>>
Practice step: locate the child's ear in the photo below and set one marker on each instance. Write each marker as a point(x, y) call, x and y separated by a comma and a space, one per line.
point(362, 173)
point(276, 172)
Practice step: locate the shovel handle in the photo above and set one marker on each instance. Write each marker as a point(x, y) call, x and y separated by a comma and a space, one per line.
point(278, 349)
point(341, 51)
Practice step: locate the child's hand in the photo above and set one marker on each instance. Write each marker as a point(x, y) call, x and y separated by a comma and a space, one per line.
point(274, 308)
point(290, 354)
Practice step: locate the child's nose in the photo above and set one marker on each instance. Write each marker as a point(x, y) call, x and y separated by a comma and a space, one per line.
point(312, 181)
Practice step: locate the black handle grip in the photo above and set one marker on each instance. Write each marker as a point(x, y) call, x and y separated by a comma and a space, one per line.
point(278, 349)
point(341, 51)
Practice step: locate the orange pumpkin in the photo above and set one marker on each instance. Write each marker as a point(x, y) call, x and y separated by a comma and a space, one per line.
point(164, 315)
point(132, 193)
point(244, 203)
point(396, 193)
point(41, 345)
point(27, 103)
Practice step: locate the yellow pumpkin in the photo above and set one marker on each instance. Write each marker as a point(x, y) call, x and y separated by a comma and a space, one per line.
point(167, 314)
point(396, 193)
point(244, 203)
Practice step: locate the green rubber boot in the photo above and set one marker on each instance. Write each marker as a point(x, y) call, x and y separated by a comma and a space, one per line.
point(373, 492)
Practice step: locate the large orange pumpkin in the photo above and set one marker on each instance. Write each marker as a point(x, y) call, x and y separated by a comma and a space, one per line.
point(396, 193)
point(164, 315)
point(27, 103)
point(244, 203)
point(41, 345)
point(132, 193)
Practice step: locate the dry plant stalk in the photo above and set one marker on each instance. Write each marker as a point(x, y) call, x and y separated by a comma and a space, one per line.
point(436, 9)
<<
What to do ▸
Your task is to return the full listing exactly as it was given.

Answer to this task ▸
Practice step: locate the child's ear in the photo below and set one marker on each instance. Write each marker as a point(x, y) call, x and y separated by a comma and a space, one per line.
point(362, 173)
point(276, 172)
Practice step: locate the shovel handle in the photo above and set one marker on each instance. Write each marker as a point(x, y) call, x and y separated by a comma and a space, one per line.
point(278, 349)
point(341, 51)
Practice step: locate the child's hand in the photo above and set one marker on each instance. Write each marker as a point(x, y) call, x and y separated by a comma and a space, one per line.
point(274, 308)
point(290, 354)
Practice step: locate the child's nose in the photo above and set one marker on each instance. Write each marker as a point(x, y) call, x and y separated by a comma and a space, one per line.
point(312, 181)
Practice step: locate the black handle grip in the photo above and set one marker on each instance. Write each marker as a point(x, y) call, x and y separated by a comma and a space, one per line.
point(278, 349)
point(341, 51)
Practice step: locate the orange pumpkin in the photo above and set one marker on each instance. Write each marker as a point(x, y) call, x and y separated by a comma and a space, one per line.
point(164, 315)
point(132, 193)
point(244, 203)
point(396, 193)
point(41, 345)
point(27, 103)
Practice step: locate the yellow pumpkin in the photo above and set one marker on each instance. Write each marker as a point(x, y) call, x and y separated by a comma and a space, one per line.
point(167, 314)
point(396, 193)
point(244, 203)
Practice step: locate the green rubber boot in the photo above and set one marker on each instance. Write each marker as a point(x, y) call, x and y separated by a comma and a space, one per line.
point(373, 492)
Practice step: locate the large orange pumpkin in the photo above and set one marker on each instance. Write each marker as a point(x, y) call, x and y separated by a comma and a space, one per line.
point(396, 193)
point(164, 315)
point(27, 103)
point(244, 203)
point(41, 345)
point(132, 193)
Practice step: locate the dry plant stalk in the photo above and set one marker on each instance. Write each marker as a point(x, y) call, x and y separated by a comma and a space, one per line.
point(436, 9)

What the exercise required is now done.